**Document passage**
++++++

Page Type Page Type: Trip Report
Date Date Climbed/Hiked: Feb 24, 2008
Activities Activities: Mountaineering
Seasons Season: Winter

Trip stats and gear

Snowy Granite


Total Trip

Granite Mountain
Elevation:5650 feet
Elevation Gain: 3890 feet
Miles: 3 miles up and down
Total Time: 5 1/2 hours (3 1/2 up, 45 minute on summit, 1 1/4 going down
Conditions: Mostly pack snow with some postholing
Gear needed (or very highly recommended as of 2/23/08)
Ice axe, crampons, (absolutely no snowshoes), essential winter gear
Details of trip: 3000' of glissade runs, 360 view, climb up avalanche gully (danger lowest all season)




The Story

Pics from Curt

In all the years that have gone hiking, rock climbing, repelling, scrambling, and ice climbing I have had little experience with my ice axe and never done one thing glissading. It has saddened me that all these years I had never experienced this thrill of glissading of a mountain. BOY WAS I MISSING LIFE.

Glassade


My friend Curt offered to change all that with a trip up the avalanche gully up Granite Mountain in Snoqualmie Pass. He loves this mountain just as much as I love Mt. Lafayette in New Hampshire. Yes, if you have seen me write on this mountain before it was because his five year old son beat me to the summit of the mountain. The conditions were not supposed to be bad. The day outside of one or two morning showers was supposed to be partly cloudy and the avalanche danger which has been so high this year was suppose to be very low.

Hero Pic


As we reached the trailhead Curt was shocked to see how much snow was at the parking area. It was clear that the whole trip up was going to be a snowclimb. We began on the Pratt Lake Trailhead and went up the trail a mile or so. This was nothing special but Curt had a major spark of energy and he was at times running up this occasionally slick trail. I tried the yaktrax but they were having a hard time staying on. This was clearly slowing me down so I decided to ditch the yaktrax for the crampons and after a little tweaking with the crampons I was back in business. Curt continued to fly up the trail all the way up to the avalanche gully.

This is where a clear reversal of fortune accrued. Once we hit the avalanche gully I saw a slick partly eroded glissade route and decided to take it up. With my crampons this route was very easy for me, but for Curt who did not bring crampons it was clearly way too slippery and he had to trek to the side as I climbed up the glassade trax. The snow in the gully was clearly compact due to the fact that it hasn't snow heavily here in well over a week. Still we carefully went up this section and took a combination of track to treeline. When we hit treeline we decided to go left of the gully and head for a ridge of exposed rocks. We went up the snow section where the summit came into the view. Curt hung around the rocks where I stayed in the snow to the left. It was almost agonizing looking at the Granite Mountain tower because it looked so close yet was so far.

++++++

**Stated problem a**
Reproduce the entries verbatim, from their first line through the line that contains "point(342, 47)".

**Data rows**

++++++

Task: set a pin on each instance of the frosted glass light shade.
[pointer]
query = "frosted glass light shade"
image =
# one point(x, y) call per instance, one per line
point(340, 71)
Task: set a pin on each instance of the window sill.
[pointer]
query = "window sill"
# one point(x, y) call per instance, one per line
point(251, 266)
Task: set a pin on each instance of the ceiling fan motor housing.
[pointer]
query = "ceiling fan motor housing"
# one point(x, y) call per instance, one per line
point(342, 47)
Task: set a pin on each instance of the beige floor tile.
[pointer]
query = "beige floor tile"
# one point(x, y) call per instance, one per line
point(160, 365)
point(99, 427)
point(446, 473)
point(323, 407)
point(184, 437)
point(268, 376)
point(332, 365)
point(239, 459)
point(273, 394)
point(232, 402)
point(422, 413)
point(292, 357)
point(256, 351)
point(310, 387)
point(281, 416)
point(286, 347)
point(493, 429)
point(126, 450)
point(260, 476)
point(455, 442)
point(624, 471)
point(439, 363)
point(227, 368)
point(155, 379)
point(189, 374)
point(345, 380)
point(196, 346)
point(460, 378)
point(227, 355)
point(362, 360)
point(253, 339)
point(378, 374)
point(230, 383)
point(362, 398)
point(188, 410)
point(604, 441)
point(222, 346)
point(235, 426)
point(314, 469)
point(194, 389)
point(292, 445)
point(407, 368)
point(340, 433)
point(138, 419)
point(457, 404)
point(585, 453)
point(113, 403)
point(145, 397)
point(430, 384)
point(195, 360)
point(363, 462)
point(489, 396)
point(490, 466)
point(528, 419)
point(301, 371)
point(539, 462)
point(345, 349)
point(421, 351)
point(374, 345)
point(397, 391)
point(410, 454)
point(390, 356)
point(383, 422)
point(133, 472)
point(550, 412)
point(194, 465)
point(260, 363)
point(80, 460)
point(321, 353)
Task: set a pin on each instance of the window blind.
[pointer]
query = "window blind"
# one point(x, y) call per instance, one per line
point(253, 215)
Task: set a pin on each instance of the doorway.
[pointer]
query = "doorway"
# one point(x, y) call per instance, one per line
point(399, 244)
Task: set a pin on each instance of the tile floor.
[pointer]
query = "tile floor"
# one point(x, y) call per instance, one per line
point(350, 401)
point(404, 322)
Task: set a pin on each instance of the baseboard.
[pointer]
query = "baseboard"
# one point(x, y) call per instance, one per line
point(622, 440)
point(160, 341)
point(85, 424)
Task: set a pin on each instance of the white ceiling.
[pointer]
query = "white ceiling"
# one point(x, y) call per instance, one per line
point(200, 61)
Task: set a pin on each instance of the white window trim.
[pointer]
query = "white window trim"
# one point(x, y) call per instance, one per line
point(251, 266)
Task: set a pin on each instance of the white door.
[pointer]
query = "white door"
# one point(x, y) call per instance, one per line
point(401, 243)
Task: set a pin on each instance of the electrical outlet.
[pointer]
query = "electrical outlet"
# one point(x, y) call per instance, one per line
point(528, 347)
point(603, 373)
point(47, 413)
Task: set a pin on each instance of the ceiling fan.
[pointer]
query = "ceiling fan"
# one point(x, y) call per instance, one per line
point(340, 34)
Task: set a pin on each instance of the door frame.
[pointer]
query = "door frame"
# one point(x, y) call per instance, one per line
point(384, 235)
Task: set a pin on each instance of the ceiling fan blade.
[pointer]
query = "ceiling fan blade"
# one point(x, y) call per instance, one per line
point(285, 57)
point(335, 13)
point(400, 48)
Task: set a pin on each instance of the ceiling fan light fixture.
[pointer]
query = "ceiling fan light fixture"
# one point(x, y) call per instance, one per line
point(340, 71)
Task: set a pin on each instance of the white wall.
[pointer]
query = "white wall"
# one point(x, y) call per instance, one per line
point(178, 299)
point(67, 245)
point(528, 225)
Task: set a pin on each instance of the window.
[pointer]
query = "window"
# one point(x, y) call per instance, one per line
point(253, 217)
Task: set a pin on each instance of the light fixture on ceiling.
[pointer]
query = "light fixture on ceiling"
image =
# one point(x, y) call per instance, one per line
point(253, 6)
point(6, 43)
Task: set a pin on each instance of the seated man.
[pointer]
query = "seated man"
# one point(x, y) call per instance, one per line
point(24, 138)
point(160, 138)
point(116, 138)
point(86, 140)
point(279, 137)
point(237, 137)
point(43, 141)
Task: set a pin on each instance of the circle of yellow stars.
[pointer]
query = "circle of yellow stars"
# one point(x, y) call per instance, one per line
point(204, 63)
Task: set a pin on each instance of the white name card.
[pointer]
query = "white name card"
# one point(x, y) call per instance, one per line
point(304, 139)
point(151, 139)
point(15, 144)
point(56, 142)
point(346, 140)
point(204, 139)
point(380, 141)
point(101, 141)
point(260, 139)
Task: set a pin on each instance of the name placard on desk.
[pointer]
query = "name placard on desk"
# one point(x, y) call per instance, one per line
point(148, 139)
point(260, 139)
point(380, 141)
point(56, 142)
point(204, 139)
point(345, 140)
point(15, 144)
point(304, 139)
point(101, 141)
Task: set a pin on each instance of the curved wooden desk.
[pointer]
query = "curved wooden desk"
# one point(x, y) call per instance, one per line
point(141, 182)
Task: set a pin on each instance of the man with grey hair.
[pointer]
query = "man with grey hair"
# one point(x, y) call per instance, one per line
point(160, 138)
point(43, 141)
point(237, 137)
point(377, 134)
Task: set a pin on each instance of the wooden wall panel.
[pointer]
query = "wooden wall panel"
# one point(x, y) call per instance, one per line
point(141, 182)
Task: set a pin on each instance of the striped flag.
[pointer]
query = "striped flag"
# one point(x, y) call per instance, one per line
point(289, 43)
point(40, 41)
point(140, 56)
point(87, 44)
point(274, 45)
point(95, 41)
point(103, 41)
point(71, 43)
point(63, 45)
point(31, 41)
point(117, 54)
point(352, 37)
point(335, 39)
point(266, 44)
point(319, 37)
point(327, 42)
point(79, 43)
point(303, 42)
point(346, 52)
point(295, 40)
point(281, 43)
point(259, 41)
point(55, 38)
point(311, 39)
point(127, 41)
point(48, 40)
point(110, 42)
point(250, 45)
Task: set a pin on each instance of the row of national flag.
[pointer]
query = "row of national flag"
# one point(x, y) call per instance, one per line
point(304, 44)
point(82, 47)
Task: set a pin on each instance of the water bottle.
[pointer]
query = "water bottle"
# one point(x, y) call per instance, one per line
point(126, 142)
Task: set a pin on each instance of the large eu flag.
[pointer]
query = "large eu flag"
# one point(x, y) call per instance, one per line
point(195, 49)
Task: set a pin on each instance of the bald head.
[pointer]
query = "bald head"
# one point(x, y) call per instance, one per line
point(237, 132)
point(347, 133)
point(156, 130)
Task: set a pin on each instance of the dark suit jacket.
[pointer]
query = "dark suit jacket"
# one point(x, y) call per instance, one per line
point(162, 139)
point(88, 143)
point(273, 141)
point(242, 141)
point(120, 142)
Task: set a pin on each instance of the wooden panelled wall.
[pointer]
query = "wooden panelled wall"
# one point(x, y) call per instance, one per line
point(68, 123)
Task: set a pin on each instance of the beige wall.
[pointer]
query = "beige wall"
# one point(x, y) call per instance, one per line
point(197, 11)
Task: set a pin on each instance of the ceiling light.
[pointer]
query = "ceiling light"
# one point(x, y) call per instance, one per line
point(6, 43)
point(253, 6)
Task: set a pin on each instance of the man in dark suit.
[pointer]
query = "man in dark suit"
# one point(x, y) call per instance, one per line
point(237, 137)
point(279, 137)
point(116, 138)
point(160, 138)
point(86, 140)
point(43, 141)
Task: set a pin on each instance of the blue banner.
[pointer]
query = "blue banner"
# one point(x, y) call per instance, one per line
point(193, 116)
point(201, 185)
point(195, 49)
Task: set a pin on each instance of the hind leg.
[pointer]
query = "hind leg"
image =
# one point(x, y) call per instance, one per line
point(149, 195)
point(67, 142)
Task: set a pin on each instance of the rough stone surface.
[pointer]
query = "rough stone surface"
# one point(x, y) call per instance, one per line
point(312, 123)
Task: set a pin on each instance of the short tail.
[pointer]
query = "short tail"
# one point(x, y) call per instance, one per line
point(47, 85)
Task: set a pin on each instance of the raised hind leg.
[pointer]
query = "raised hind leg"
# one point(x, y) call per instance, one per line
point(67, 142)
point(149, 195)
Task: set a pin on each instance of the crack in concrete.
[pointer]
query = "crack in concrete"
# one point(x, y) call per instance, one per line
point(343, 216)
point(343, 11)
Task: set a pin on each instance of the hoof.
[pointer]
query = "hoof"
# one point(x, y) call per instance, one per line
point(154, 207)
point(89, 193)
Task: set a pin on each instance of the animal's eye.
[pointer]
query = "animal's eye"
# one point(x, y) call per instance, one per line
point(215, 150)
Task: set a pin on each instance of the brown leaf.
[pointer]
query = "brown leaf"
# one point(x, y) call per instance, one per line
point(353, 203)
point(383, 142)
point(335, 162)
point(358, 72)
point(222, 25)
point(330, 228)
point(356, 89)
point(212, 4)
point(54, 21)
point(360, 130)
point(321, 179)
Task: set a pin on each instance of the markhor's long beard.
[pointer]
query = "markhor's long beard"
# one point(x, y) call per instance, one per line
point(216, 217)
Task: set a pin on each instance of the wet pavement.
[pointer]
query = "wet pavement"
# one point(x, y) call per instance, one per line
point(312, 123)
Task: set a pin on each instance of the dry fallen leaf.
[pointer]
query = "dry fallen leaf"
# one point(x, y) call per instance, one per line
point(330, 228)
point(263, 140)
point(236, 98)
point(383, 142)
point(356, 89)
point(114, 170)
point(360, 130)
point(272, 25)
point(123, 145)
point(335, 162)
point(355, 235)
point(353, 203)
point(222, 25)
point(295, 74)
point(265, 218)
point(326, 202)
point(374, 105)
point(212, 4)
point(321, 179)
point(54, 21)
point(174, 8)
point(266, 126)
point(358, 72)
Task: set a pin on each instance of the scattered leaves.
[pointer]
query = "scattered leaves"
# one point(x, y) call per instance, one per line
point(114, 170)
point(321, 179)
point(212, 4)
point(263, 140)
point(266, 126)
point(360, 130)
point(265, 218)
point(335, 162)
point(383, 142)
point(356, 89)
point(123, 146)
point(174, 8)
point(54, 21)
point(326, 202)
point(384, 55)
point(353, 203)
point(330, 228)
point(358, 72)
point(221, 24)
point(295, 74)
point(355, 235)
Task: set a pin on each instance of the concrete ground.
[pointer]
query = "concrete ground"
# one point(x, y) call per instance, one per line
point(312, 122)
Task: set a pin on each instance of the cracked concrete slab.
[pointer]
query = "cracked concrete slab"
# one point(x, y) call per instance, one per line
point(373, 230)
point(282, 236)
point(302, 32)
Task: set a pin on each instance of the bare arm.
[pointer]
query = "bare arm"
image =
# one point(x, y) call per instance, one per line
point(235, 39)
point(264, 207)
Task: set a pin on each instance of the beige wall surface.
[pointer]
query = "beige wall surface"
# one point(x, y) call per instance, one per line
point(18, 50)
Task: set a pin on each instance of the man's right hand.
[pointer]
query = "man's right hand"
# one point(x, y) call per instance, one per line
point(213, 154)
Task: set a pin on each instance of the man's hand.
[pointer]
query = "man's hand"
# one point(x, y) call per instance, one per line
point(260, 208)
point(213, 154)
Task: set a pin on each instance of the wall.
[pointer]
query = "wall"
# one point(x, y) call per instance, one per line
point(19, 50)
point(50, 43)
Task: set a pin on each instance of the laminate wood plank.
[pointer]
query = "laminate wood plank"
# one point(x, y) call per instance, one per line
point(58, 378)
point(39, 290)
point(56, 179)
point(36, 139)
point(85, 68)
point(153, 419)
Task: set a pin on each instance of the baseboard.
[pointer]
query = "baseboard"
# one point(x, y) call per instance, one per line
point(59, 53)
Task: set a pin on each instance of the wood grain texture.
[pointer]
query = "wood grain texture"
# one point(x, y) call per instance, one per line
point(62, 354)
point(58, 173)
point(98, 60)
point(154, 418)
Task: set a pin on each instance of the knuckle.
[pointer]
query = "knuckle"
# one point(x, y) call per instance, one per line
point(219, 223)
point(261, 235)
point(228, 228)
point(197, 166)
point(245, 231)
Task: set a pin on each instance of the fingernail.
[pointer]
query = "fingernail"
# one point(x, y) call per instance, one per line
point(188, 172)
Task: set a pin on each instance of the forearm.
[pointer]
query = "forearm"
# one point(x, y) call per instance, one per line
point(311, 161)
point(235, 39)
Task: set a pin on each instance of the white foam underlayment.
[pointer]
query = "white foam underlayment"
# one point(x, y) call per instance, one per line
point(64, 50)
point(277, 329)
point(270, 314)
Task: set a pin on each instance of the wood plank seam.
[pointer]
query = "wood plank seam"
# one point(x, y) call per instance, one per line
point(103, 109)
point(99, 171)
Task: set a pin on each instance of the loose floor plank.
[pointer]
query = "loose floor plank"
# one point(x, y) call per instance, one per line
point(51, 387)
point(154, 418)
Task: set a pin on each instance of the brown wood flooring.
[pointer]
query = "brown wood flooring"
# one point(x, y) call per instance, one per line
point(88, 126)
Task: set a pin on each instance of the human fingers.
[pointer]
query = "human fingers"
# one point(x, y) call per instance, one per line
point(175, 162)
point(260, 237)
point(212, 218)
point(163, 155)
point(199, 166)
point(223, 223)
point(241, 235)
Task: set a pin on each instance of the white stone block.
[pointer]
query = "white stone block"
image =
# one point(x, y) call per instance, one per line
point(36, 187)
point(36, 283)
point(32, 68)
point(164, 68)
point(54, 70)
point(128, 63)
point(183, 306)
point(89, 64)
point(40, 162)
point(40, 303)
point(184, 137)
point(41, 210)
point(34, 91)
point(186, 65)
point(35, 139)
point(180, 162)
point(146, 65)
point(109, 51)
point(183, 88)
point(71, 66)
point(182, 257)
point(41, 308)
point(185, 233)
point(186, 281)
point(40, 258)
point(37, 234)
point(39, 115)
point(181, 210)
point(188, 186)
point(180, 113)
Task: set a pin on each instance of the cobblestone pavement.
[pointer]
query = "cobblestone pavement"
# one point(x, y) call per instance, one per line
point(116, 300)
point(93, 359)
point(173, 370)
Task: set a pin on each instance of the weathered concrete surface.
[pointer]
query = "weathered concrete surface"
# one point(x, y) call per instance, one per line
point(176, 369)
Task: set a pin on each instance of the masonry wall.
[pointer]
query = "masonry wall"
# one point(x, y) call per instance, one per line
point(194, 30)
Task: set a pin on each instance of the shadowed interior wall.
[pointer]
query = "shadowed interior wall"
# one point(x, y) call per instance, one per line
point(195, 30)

++++++

**Stated problem b**
Continue the Granite Mountain trip report from the point where it stops.

**Task answer a**
Task: set a pin on each instance of the frosted glass light shade.
[pointer]
query = "frosted glass light shade"
image =
# one point(x, y) call per instance, one per line
point(340, 71)
Task: set a pin on each instance of the window sill.
[pointer]
query = "window sill"
# one point(x, y) call per instance, one per line
point(251, 266)
Task: set a pin on each instance of the ceiling fan motor housing.
[pointer]
query = "ceiling fan motor housing"
# one point(x, y) call per instance, one per line
point(342, 47)

**Task answer b**
Pics from Curt



I got very close to the summit where my final wind kicked in and I started to fly. Poor Curt, who would roast me on any other trail any other day of week, was getting tired on this one. At this point Curt came in a little behind due to being extremely tired due to the ice and packed snow.

As we both stood on top of the mountain we ran into two really nice people from OSAT (Matt and Dave). I was happy I made the summit but getting down was clearly going to be the hard part. I was either going to glissade down this mountain or take a really hard downclimb down. I talked to the three of them about the trip down and they gave me great advise. They reminded me that going glissading with crampons would be very bad (broken ankle, leg). Oh no, my secret weapon up the packed snow and sometimes ice is taken.

After about forty-five minutes Curt and I went down. Curt went down and it was clear that without the crampons I was having a hard time going down at first. I was staring 4000 feet down a steep slope and was scared ####less about going down this fully exposed slope. I struggle for about twenty minutes trying to get the confidence to go down this mountain. It was at this time when the other two guys came behind and the more experienced OSAT member showed me the basics of glissading and included showing me some self arrest moves to break the fall if I lost control. I own him a VERY SPECIAL THANKS for this because the fifteen minutes he spent showing me the basics clearly made my trip down from a nightmare to an amazing enjoyment.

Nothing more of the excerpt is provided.